AUFGABE
Zähle die Zeilen unten, in denen die Zeichenfolge „tree“ vorkommt. Nenne nur die Anzahl.

BEREITGESTELLTES MATERIAL
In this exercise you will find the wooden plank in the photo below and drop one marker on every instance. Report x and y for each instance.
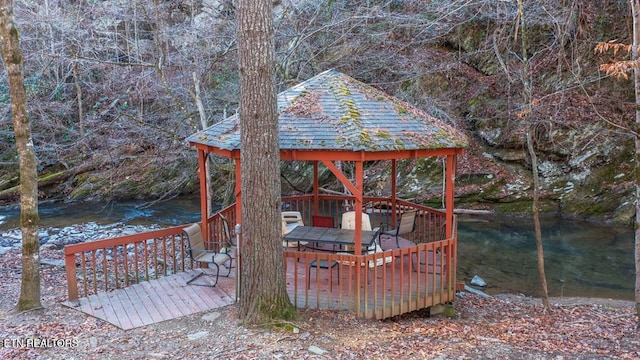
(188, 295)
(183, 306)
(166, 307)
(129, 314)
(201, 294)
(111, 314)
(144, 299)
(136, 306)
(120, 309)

--

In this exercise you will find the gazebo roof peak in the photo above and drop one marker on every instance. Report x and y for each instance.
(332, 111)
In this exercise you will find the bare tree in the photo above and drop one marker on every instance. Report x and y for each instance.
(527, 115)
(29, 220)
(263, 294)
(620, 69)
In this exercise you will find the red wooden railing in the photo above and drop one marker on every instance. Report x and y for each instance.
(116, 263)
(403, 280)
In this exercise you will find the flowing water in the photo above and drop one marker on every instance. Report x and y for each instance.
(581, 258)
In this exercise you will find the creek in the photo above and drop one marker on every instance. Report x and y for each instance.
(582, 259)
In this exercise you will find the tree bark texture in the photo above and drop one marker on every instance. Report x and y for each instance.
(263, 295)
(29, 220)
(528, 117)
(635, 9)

AUSGABE
2